February 9th 2013
“Tattoos are a right of passage. They’re a marker of bravery, of maturity, of cultural acceptance. The tattoo represents not only a willingness to accept pain – to endure it – but a need to actively embrace it. Because life is painful – beautiful but painful…….”
The bell jingles, the door opens and my nose catches whiffs of sterile fluids. It’s lunchtime and the tattoo artists are cleaning, sharpening, sterilizing their equipment, and setting up their stations. Long strands of light poured onto the wooden floors. Clutch is droning on in the background with its revolving, methodic beat. The tattoo machines were freshly cleaned and steel parts steamed from inside packaged, sterile bags. There is a couch in the main room, a cold, black leather couch upon which I place my things beside carefully beside me. I am early. I sat for a few minutes on the the couch before Rob’s 6’5 figure came over and hovered over me. He asked me about my day. My attention is drawn to his black combat boots and his horror movie character tattoos peep out at me from his arms. He stares down from behind thick black-rimmed glasses. He gives me a bear hug so big he pops my back and pulls me off the floor. He is a gentle giant, who inflicts requested pain, he is an artist. Content after the bear hug, we can start.

**Excerpted records**.
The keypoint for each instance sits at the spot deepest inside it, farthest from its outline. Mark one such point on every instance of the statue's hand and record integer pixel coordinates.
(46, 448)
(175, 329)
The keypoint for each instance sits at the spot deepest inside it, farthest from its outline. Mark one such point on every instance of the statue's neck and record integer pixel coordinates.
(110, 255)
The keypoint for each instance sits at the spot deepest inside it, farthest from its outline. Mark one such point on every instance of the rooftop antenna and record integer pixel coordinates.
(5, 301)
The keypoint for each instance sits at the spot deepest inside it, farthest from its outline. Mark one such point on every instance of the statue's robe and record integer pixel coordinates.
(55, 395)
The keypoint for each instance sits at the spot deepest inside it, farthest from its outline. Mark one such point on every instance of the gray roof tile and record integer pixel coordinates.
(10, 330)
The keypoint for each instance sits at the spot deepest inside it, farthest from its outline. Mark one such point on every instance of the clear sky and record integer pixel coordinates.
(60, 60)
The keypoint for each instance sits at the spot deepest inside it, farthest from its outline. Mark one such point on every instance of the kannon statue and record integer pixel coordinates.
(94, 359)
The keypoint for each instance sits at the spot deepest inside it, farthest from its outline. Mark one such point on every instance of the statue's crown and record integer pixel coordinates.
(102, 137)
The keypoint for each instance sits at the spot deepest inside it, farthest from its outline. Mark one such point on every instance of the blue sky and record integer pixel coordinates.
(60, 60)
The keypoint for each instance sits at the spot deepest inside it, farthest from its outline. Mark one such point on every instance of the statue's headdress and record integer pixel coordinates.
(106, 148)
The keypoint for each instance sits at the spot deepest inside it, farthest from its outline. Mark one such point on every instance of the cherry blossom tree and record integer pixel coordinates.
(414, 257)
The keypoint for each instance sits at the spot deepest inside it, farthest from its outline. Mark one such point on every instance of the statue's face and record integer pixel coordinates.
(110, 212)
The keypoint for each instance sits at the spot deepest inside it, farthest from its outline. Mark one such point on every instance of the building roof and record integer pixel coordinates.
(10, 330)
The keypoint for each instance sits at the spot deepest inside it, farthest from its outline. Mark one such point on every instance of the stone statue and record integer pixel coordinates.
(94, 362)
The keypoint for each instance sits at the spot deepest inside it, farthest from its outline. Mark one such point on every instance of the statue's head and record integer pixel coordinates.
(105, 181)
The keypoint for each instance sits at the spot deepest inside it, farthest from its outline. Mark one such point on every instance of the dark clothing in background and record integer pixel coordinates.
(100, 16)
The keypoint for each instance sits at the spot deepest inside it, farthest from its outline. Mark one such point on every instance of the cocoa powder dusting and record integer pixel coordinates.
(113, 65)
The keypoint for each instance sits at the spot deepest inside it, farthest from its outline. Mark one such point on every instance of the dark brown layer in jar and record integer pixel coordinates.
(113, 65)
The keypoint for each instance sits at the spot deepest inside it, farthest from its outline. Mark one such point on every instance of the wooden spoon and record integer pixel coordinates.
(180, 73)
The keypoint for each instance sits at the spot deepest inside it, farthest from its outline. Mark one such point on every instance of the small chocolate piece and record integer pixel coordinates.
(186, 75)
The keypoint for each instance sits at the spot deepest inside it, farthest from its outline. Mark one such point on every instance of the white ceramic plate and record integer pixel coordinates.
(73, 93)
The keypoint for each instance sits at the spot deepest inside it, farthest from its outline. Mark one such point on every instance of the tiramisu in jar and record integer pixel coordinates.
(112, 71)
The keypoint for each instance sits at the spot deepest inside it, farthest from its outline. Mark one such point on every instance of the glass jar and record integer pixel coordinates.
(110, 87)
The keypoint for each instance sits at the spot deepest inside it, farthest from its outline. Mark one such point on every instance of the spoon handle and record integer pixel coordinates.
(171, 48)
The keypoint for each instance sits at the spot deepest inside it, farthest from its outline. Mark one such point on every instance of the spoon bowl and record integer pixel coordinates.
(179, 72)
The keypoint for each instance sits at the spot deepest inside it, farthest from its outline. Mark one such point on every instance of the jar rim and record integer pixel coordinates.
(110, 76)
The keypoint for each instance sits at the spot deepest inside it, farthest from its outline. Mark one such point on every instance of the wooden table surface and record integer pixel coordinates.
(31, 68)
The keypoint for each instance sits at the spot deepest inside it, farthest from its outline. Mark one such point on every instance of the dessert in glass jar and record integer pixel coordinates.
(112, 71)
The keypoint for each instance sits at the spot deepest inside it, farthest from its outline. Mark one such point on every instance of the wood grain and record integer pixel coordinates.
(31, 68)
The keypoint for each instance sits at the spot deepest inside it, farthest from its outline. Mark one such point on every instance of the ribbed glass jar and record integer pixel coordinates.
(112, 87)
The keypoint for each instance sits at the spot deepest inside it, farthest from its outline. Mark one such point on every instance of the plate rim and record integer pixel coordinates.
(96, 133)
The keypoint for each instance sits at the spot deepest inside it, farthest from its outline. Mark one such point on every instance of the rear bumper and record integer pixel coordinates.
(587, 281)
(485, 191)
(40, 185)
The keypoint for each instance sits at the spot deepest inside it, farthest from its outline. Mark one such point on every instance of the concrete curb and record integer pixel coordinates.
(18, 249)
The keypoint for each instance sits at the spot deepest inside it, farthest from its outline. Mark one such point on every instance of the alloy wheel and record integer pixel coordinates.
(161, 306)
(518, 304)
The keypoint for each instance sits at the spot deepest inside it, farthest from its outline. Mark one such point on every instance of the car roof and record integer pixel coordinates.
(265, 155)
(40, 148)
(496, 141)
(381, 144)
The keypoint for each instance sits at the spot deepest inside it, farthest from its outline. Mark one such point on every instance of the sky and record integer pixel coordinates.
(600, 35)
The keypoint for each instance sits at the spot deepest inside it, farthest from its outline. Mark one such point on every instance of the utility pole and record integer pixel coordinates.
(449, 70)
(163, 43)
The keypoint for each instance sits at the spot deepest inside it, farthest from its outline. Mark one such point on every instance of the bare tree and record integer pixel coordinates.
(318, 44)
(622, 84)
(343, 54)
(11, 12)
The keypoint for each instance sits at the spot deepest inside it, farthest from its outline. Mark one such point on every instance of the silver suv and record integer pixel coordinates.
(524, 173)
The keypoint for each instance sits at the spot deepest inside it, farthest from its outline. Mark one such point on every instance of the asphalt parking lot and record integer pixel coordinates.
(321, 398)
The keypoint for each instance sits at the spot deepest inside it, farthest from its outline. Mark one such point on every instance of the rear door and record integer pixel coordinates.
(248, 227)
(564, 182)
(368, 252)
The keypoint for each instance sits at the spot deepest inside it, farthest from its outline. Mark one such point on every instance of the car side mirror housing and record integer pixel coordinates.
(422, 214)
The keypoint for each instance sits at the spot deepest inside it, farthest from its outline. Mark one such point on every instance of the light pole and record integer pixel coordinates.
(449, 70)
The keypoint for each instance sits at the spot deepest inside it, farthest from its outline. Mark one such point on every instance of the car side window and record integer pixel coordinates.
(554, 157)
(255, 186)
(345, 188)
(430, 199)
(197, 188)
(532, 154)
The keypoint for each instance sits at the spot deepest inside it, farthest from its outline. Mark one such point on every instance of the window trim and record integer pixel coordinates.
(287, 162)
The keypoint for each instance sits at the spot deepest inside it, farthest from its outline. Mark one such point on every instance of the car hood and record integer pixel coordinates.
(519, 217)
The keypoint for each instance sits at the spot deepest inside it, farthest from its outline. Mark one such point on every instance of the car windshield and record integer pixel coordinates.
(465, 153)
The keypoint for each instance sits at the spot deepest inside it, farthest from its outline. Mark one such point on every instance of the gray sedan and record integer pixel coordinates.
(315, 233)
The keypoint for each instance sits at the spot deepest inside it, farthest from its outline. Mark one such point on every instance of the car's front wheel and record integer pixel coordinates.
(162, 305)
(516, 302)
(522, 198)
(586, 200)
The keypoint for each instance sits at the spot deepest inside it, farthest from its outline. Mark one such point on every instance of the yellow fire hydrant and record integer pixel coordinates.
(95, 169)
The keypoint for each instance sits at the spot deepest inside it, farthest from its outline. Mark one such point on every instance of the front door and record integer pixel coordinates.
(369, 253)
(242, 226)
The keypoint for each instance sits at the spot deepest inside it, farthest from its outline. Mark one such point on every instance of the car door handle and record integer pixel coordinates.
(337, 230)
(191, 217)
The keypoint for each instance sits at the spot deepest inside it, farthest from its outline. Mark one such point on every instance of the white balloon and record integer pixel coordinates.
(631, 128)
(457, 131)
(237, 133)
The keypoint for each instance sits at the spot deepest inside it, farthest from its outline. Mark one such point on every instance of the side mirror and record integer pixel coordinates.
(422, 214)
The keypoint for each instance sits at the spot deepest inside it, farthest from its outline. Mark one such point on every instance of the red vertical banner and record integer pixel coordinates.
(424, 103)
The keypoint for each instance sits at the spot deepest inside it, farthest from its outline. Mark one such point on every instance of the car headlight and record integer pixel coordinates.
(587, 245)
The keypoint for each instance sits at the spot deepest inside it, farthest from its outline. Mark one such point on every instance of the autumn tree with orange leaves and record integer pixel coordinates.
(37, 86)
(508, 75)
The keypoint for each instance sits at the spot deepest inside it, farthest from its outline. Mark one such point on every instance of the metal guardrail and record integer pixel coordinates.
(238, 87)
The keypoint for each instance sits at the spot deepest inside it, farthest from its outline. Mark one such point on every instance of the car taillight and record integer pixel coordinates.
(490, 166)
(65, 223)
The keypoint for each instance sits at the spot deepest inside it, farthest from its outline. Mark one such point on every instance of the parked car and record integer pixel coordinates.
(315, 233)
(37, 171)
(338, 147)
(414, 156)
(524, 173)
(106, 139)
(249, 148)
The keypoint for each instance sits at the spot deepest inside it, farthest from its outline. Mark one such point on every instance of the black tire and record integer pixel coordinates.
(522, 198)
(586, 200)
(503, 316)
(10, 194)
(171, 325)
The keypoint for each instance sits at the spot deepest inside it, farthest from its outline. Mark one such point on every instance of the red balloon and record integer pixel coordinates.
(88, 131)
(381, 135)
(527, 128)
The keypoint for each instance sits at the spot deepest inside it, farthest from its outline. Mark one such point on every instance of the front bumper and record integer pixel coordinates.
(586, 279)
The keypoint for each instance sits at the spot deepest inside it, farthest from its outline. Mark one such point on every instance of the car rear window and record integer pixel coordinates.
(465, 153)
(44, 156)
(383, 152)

**Given exercise**. In the tattoo shop passage above, what kind of boots does Rob wear?

**Correct output**. Black combat boots.